— BEGIN Source text —

Police are very good at avoiding entrapment, and this woman knowingly
committed a crime. An example of actual entrapment would involve the
undercover agent threatening to commit violence or even to report her to
authorities unless she went through with the deal.

[http://lawcomic.net/guide/?p=633](http://lawcomic.net/guide/?p=633)

------
mavelikara
The linked article says this about Alicia Tondreau-Leve:

    
    
        When Dattadeen and Tondreau-Leve were still close, Tondreau-Leve 
        often spoke to her of her anger at losing the home she and her 
        husband had owned in Massachusetts — a stately four-bedroom 
        Colonial on an acre of land. Visiting from Florida, while Alan was 
        still living there, she found it so upsetting to be in the house, 
        which she knew by then that they would lose, that she sometimes 
        preferred to spend time in a rented R.V. Formula Mom became a means 
        of redemption and reinvention.

— END Source text —
— BEGIN Dataset extract —

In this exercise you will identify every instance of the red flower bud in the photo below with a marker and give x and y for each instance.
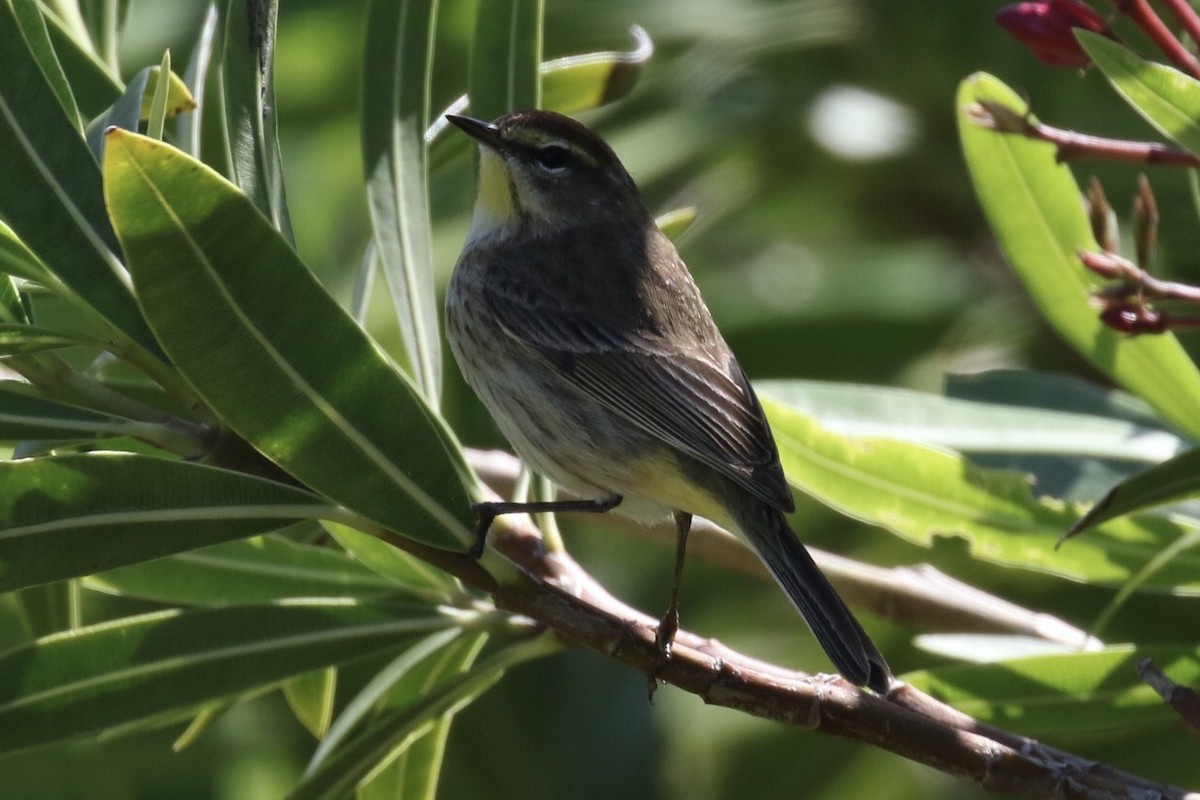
(1045, 28)
(1134, 319)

— END Dataset extract —

■ What is asked:
Using the forum thread, explain in one to three sentences why the opening comment holds that the woman was not entrapped.

■ Full solution:
The opening comment says the woman knowingly committed a crime and that police are very good at avoiding entrapment. Actual entrapment, it says, would involve the undercover agent threatening violence, or threatening to report her to authorities, unless she went through with the deal.